▶ _PROBLEM DESCRIPTION_
List each line below in which the string "belt" appears, copying every such line in full.
[Start of INPUT DATA]
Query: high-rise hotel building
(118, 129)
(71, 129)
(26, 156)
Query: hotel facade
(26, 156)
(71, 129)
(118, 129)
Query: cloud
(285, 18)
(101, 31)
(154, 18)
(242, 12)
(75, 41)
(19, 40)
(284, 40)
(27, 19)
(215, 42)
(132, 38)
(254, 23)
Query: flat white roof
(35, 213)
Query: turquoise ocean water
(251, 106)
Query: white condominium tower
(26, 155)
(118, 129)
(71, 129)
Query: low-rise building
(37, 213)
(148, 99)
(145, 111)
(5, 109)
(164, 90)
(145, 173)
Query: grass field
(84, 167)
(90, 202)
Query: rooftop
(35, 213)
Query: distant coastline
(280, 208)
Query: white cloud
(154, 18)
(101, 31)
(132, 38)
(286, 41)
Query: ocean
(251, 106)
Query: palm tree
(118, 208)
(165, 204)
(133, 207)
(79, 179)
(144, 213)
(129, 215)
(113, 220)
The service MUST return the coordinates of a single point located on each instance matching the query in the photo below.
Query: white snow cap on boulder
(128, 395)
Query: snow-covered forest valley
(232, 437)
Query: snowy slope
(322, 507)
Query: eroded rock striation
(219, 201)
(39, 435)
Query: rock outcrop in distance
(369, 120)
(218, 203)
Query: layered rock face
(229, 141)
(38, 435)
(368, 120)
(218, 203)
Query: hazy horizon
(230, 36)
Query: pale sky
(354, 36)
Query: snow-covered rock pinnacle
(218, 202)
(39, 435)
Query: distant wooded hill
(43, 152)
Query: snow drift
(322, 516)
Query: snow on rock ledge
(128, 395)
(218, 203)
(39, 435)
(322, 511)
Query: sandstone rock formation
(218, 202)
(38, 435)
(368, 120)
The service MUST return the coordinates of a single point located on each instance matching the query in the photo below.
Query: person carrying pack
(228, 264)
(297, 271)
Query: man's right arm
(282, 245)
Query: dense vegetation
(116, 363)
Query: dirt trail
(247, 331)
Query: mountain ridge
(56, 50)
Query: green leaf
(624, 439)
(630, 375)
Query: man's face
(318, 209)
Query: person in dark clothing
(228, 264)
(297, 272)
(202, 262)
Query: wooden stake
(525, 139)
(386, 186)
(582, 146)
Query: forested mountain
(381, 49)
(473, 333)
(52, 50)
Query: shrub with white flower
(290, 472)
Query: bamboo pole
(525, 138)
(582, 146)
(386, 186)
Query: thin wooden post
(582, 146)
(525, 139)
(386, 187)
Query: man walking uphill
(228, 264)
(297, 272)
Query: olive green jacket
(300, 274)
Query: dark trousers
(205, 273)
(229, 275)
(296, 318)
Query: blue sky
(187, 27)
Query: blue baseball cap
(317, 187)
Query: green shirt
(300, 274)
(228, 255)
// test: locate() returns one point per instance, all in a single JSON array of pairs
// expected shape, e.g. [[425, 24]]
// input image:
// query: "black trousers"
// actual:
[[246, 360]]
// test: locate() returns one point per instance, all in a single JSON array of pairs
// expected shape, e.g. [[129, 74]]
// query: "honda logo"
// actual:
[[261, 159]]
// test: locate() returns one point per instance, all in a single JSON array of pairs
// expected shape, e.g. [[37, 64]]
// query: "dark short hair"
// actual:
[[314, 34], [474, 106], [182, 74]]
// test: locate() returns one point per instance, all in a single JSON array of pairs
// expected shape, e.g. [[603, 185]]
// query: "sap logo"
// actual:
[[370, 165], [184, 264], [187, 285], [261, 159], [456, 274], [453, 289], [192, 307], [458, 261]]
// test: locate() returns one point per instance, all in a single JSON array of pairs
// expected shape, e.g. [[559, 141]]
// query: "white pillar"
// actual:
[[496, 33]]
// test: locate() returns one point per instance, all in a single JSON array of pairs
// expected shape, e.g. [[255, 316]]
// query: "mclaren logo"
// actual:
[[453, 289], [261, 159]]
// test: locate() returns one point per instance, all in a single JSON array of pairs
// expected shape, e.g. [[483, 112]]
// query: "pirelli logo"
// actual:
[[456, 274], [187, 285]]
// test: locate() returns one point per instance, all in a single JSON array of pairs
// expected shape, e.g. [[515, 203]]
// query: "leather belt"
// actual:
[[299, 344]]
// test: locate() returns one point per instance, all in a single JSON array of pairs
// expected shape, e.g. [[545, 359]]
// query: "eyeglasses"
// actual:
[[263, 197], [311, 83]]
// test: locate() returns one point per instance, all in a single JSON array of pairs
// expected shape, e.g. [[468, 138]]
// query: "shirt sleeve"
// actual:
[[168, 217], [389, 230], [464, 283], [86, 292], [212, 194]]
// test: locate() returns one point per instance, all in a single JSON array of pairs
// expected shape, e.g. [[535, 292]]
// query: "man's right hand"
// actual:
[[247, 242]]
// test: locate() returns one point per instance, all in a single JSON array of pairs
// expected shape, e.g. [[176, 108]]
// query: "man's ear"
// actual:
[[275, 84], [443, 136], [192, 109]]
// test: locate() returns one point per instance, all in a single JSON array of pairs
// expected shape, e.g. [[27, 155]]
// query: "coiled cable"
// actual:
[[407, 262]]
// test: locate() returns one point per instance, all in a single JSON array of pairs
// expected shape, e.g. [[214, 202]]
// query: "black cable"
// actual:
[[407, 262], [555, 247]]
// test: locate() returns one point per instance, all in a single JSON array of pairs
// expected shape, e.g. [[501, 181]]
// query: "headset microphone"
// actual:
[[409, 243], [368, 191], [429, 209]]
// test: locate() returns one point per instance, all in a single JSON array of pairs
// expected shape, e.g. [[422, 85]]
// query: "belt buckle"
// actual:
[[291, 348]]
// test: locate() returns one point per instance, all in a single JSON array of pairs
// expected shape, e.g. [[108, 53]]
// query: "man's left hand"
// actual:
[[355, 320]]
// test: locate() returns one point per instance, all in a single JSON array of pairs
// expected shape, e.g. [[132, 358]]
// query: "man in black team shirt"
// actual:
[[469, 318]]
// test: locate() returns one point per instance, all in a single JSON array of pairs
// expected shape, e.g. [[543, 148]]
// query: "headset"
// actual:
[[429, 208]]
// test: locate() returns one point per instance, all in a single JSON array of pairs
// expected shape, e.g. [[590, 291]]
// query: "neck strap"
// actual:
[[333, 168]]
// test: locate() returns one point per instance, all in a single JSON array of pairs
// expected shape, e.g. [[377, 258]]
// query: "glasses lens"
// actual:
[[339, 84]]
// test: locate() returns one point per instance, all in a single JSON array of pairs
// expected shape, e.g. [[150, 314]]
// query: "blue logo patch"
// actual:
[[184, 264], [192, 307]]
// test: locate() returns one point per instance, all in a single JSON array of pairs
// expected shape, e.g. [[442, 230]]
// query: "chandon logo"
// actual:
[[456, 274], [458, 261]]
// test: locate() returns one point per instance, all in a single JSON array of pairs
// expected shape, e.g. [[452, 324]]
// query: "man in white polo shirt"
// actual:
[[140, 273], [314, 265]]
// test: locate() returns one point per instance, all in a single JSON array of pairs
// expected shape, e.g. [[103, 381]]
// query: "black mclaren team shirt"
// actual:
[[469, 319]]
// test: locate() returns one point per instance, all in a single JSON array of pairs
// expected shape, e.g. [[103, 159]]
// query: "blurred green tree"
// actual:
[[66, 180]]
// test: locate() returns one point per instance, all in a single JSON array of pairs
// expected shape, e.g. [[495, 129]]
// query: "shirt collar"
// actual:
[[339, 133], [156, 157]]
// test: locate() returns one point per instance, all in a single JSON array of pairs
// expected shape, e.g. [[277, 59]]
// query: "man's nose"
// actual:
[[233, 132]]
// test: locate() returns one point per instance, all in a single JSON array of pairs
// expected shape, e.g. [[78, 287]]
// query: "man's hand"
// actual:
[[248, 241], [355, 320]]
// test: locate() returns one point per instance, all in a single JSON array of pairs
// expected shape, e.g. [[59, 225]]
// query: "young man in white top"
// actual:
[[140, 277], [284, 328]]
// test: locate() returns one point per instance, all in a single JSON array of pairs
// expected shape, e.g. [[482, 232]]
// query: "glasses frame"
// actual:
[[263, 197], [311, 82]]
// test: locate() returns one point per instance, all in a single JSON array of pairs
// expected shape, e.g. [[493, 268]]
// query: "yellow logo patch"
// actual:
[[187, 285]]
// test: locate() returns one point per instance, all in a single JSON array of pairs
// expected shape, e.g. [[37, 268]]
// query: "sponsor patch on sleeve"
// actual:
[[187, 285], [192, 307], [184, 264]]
[End of INPUT DATA]
▶ _EXERCISE OUTPUT_
// query: "leather belt"
// query: "belt buckle"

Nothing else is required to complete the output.